[START RECORDS SHOWN]

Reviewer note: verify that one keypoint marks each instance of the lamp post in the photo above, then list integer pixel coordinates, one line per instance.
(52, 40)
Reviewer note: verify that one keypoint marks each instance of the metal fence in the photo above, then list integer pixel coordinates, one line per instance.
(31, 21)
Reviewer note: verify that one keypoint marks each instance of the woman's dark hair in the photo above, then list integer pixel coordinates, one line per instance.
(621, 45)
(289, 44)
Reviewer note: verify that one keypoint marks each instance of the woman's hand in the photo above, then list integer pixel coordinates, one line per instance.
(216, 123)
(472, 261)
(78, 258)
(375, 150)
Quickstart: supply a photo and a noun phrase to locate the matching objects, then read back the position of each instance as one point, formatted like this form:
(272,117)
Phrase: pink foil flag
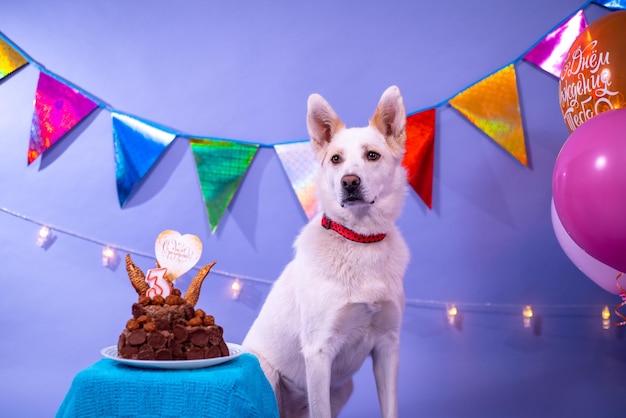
(550,53)
(221,166)
(492,104)
(58,109)
(420,153)
(300,165)
(612,4)
(138,147)
(10,59)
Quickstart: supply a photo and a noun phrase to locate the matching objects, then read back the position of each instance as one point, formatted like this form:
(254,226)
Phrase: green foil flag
(221,166)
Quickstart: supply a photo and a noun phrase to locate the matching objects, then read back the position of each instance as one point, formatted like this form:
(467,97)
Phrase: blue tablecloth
(237,388)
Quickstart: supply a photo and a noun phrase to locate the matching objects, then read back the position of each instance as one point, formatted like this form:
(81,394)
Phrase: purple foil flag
(550,53)
(138,147)
(300,165)
(58,109)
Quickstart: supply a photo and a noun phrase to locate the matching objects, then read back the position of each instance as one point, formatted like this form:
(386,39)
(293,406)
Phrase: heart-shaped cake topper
(177,253)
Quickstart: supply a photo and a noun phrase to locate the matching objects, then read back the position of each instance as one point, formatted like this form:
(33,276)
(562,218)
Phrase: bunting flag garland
(550,53)
(612,4)
(58,109)
(10,59)
(492,104)
(138,147)
(300,165)
(420,153)
(221,166)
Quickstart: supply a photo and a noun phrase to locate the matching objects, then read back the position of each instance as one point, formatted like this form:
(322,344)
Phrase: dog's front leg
(385,360)
(318,365)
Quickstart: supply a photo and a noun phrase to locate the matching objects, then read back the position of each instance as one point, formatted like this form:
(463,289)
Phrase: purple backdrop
(243,70)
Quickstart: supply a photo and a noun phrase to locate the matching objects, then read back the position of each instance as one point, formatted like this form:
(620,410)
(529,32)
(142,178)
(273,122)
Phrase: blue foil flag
(138,147)
(300,165)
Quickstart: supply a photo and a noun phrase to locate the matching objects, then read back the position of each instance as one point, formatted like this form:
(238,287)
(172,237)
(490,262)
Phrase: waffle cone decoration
(136,276)
(193,291)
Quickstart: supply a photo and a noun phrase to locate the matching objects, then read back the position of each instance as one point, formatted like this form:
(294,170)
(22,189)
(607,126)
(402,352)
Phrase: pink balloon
(589,187)
(601,274)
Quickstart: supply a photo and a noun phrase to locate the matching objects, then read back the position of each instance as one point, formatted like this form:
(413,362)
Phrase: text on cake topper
(178,253)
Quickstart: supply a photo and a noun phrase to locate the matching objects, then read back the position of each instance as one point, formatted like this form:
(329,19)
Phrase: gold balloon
(593,76)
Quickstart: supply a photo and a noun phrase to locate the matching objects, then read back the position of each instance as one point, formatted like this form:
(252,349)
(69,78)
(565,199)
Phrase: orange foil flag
(492,104)
(420,153)
(10,59)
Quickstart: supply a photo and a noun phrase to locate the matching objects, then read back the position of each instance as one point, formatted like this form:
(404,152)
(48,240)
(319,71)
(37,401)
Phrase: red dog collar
(350,234)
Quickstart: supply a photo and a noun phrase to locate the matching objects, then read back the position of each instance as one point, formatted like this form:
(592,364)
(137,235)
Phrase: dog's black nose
(350,182)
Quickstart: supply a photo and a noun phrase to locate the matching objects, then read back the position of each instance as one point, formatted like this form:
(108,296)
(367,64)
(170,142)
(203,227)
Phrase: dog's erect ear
(390,117)
(322,122)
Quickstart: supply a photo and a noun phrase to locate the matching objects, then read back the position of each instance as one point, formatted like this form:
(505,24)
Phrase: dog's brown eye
(373,156)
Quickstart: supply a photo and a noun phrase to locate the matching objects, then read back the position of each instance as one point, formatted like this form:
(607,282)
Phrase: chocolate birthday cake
(169,328)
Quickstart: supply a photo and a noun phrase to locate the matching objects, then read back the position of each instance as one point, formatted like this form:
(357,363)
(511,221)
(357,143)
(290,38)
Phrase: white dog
(341,299)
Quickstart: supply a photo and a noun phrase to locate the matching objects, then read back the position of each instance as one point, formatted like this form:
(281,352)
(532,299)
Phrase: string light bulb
(109,257)
(235,288)
(45,237)
(606,318)
(527,314)
(452,313)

[END RECORDS SHOWN]

EXERCISE OBJECTIVE:
Give the entries again word for word, but skip the pictures.

ANSWER TO THIS PROBLEM:
Reviewer note: verify that one keypoint marks each instance of the lamp post in the photo above, then list integer pixel coordinates, one line per instance.
(52, 40)
Reviewer note: verify that one keypoint marks each instance of the metal fence in the photo above, then list integer pixel coordinates, one line per instance.
(31, 21)
Reviewer note: verify that one keypoint marks each instance of the woman's dark hair in the photo above, then list integer pixel coordinates, one line per instance.
(621, 45)
(289, 44)
Reviewer note: verify that one keypoint marks each instance of the woman's hand in the photo above, then list integer pixel coordinates, one line per instance.
(216, 123)
(472, 261)
(78, 258)
(375, 150)
Quickstart: supply a photo and a noun phrase to locate the matching objects, then read back the position of each instance as one point, formatted like this form:
(272,117)
Phrase: pink foil flag
(550,53)
(221,166)
(492,104)
(58,109)
(420,153)
(300,165)
(612,4)
(138,147)
(10,59)
Quickstart: supply a photo and a noun phrase to locate the matching objects, then read back the position of each instance as one point, formatted like this form:
(254,226)
Phrase: green foil flag
(221,166)
Quickstart: supply a photo and a noun phrase to locate the matching objects, then read back the position of each instance as one point, formatted like this form:
(467,97)
Phrase: blue tablecloth
(237,388)
Quickstart: supply a photo and a noun phrase to locate the matching objects, then read back the position of each instance as one point, formatted like this form:
(81,394)
Phrase: purple foil flag
(550,53)
(138,147)
(300,165)
(58,109)
Quickstart: supply a photo and a noun phrase to locate the matching objects, then read back the position of each instance as one point, formatted like this form:
(386,39)
(293,406)
Phrase: heart-shaped cake topper
(177,253)
Quickstart: supply a photo and a noun phrase to locate the matching objects, then read back the position of each instance as one point, formatted like this form:
(33,276)
(562,218)
Phrase: bunting flag garland
(550,53)
(612,4)
(58,109)
(10,59)
(492,104)
(138,147)
(300,165)
(420,153)
(221,166)
Quickstart: supply a photo and a noun phrase to locate the matching objects, then read back the position of each instance as one point, formatted like this form:
(322,344)
Phrase: dog's front leg
(385,360)
(318,365)
Quickstart: supply a photo and a noun phrase to locate the matching objects, then read back the position of each instance as one point, formatted like this form:
(463,289)
Phrase: purple backdrop
(243,70)
Quickstart: supply a photo and a noun phrase to locate the matching objects, then read back the position of each instance as one point, formatted like this form:
(620,410)
(529,32)
(142,178)
(273,122)
Phrase: blue foil flag
(138,147)
(300,165)
Quickstart: supply a photo and a noun phrase to locate the matching objects, then read back the position of each instance as one point, formatted like this form:
(238,287)
(172,237)
(490,262)
Phrase: waffle cone decoration
(136,276)
(193,291)
Quickstart: supply a photo and a noun phrase to locate the matching objects, then read back the position of each instance as one point, formatted like this form:
(294,170)
(22,189)
(607,126)
(402,352)
Phrase: pink balloon
(589,187)
(601,274)
Quickstart: supply a photo and a noun phrase to locate the matching objects, then read back the position of each instance as one point, formatted like this form:
(413,362)
Phrase: text on cake topper
(178,253)
Quickstart: supply a photo and a noun phrase to locate the matching objects, then read back the position of each instance as one point, formatted like this form:
(329,19)
Phrase: gold balloon
(593,76)
Quickstart: supply a photo and a noun phrase to locate the matching objects, then read back the position of each instance as one point, formatted like this form:
(252,349)
(69,78)
(565,199)
Phrase: orange foil flag
(492,104)
(420,153)
(10,59)
Quickstart: supply a photo and a noun phrase to locate the matching objects, then read back the position of each instance as one point, formatted like this form:
(404,152)
(48,240)
(319,71)
(37,401)
Phrase: red dog collar
(350,234)
Quickstart: supply a photo and a noun phrase to locate the matching objects, then read back the position of each instance as one point, formatted like this form:
(592,364)
(137,235)
Phrase: dog's black nose
(350,182)
Quickstart: supply a photo and a noun phrase to locate the matching objects, then read back the position of each instance as one point, formatted like this form:
(108,296)
(367,64)
(170,142)
(203,227)
Phrase: dog's erect ear
(390,117)
(322,122)
Quickstart: supply a photo and a noun phrase to locate the matching objects, then read back the position of each instance as one point, formatted like this form:
(505,24)
Phrase: dog's brown eye
(373,156)
Quickstart: supply a photo and a noun phrase to locate the matching objects, then read back the position of each instance as one point, formatted like this form:
(607,282)
Phrase: chocolate birthday cake
(169,328)
Quickstart: supply a photo and a noun phrase to locate the matching objects, then read back the position of each instance as one point, formatted like this form:
(357,363)
(511,221)
(357,143)
(290,38)
Phrase: white dog
(341,299)
Quickstart: supply a photo and a noun phrase to locate the matching objects, then read back the position of each instance as one point, formatted like this form:
(281,352)
(532,299)
Phrase: string light bulb
(109,257)
(235,288)
(45,237)
(606,318)
(527,314)
(452,313)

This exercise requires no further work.